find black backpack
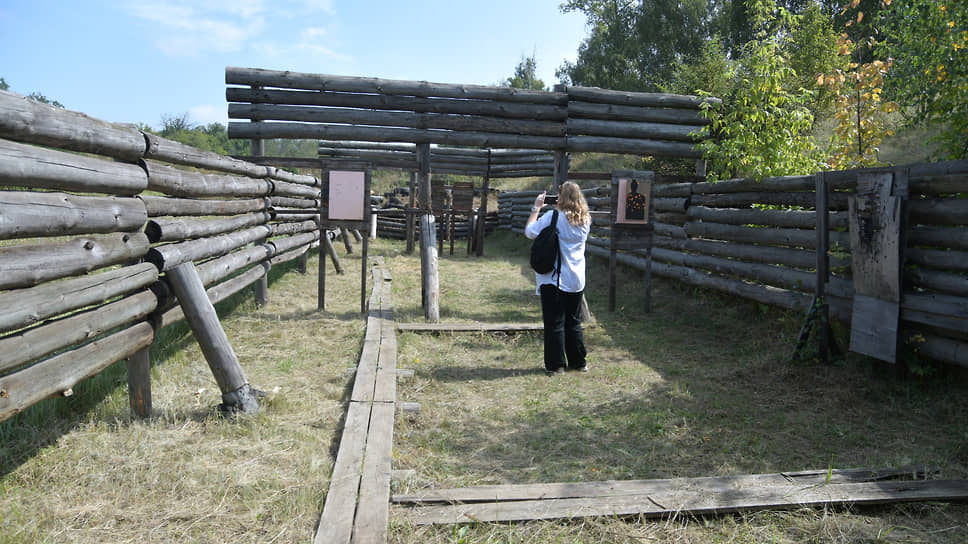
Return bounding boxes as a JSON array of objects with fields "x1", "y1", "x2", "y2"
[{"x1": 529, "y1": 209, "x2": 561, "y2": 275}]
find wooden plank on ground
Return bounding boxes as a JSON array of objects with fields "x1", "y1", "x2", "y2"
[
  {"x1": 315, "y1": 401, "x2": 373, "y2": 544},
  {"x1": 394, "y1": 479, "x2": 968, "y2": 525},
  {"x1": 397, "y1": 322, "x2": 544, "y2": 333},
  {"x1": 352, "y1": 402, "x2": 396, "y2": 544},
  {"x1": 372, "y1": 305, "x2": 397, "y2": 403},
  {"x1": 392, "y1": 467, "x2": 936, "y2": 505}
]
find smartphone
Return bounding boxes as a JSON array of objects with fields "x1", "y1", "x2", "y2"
○ ○ ○
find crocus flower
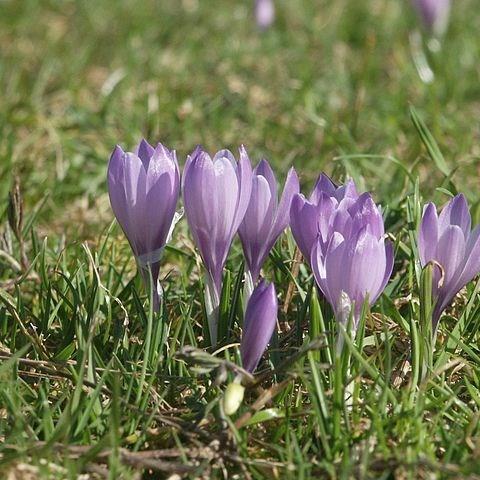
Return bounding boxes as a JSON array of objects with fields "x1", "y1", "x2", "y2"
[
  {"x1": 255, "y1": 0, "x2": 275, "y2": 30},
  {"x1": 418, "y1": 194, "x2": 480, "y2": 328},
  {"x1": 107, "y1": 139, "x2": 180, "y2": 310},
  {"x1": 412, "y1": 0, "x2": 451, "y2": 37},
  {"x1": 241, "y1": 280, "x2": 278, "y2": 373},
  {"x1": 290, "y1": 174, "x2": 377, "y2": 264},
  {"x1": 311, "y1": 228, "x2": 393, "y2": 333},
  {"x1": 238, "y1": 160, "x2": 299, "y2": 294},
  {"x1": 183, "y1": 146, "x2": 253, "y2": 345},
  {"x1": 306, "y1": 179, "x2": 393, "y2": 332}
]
○ ○ ○
◆ Exercise objective: Wherever the string "find" appears in the records above, copy the line it sits in.

◆ Answer box:
find black backpack
find wooden plank on ground
find smartphone
find crocus flower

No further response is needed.